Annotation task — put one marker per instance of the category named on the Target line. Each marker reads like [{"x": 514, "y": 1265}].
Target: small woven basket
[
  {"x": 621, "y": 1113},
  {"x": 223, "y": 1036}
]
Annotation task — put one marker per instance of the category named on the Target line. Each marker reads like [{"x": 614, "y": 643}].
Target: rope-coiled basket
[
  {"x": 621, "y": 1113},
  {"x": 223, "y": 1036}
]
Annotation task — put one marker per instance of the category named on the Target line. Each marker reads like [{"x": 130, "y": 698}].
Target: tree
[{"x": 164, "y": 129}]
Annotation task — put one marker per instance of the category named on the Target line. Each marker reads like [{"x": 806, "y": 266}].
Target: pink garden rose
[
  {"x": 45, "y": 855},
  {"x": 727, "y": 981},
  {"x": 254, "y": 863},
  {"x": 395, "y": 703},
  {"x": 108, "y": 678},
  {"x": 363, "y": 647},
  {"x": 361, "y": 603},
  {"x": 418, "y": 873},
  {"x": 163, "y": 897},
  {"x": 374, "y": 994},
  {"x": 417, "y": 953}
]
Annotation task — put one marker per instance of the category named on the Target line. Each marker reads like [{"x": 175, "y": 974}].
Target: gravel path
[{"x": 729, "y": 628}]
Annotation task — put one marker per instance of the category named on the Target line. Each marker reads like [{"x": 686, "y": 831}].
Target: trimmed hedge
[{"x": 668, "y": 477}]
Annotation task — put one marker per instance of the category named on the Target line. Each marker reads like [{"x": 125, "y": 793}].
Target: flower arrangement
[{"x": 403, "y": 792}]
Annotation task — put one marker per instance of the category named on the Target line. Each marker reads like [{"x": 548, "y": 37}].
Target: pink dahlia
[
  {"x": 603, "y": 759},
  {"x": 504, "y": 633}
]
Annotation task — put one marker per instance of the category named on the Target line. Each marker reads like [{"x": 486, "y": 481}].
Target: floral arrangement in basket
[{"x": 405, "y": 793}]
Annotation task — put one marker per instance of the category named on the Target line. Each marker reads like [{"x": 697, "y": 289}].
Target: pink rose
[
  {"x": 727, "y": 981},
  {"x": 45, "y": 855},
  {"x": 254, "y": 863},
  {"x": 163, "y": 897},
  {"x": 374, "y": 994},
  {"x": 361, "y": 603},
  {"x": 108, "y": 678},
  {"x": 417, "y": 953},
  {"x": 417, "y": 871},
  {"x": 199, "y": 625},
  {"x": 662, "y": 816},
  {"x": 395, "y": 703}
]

◇ ◇ ◇

(Goal) Reproduce the records above exactly as they appear.

(Task response)
Annotation task — put one marker per instance of the category named on the Target line. Each marker reads like [{"x": 514, "y": 1265}].
Target: small woven basket
[
  {"x": 621, "y": 1113},
  {"x": 223, "y": 1036}
]
Annotation task — put one marker per instance of the category named on the Target line. Each marker reads like [{"x": 614, "y": 643}].
Target: rope-coiled basket
[
  {"x": 621, "y": 1113},
  {"x": 223, "y": 1036}
]
Annotation task — put one marker per instance of the category named on the Target line. Each marker reads like [{"x": 130, "y": 698}].
Target: tree
[{"x": 164, "y": 129}]
Annotation task — put one marker per instance of the category named on the Target line. Each marker reads like [{"x": 806, "y": 266}].
Target: pink garden rose
[
  {"x": 45, "y": 855},
  {"x": 727, "y": 981},
  {"x": 254, "y": 863},
  {"x": 395, "y": 703},
  {"x": 108, "y": 678},
  {"x": 363, "y": 647},
  {"x": 361, "y": 603},
  {"x": 418, "y": 873},
  {"x": 163, "y": 897},
  {"x": 374, "y": 994},
  {"x": 417, "y": 953}
]
Annotation task — put one marker per instance of the category named on the Target line. Each marker reads like [{"x": 175, "y": 974}].
Target: gravel path
[{"x": 729, "y": 628}]
Annotation task — put one marker per instance of the category named on the Target line. Each marker reads like [{"x": 686, "y": 831}].
Target: trimmed hedge
[{"x": 668, "y": 477}]
Annotation task — put one marker per instance of the category named on the Target line. Each marker reads like [{"x": 125, "y": 793}].
Target: flower arrangement
[{"x": 403, "y": 792}]
Annotation task — put one marker per instance of the category named on the Target line. Each marker reads like [{"x": 548, "y": 37}].
Target: pink dahlia
[
  {"x": 603, "y": 759},
  {"x": 504, "y": 633}
]
Annotation task — put one marker per instance of the category named on the Target line. Each marker reads like [{"x": 486, "y": 481}].
Target: floral arrangement in basket
[{"x": 405, "y": 793}]
Annotation task — put one marker per instance of the category named on the Target line. Each marker reads like [{"x": 697, "y": 289}].
Target: pink rose
[
  {"x": 727, "y": 981},
  {"x": 45, "y": 855},
  {"x": 254, "y": 863},
  {"x": 163, "y": 897},
  {"x": 374, "y": 994},
  {"x": 361, "y": 603},
  {"x": 108, "y": 678},
  {"x": 417, "y": 953},
  {"x": 417, "y": 871},
  {"x": 199, "y": 625},
  {"x": 662, "y": 816},
  {"x": 395, "y": 703}
]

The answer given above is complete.